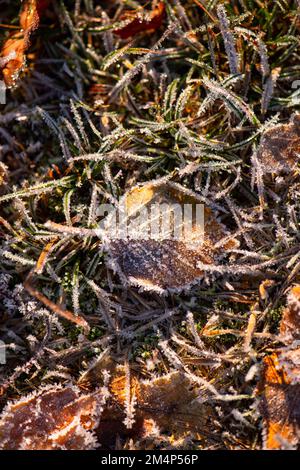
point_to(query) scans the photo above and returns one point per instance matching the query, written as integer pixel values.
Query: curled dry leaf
(290, 322)
(279, 406)
(51, 418)
(14, 48)
(169, 401)
(279, 147)
(161, 261)
(142, 22)
(280, 387)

TASK STATEMENT |
Rewrite every line of the rows above, request lines included, scaling each x and y pixel coordinate in the answer points by 0.4 and rounding it to a whole number, with halves rounded up. Leave the pictures out of your response.

THE RESPONSE |
point_to(query) scans the photo above and returns one point per instance matching the query, written as integer pixel values.
Query: curled dry leaf
(116, 129)
(112, 162)
(20, 167)
(6, 19)
(68, 160)
(112, 59)
(64, 104)
(57, 9)
(112, 155)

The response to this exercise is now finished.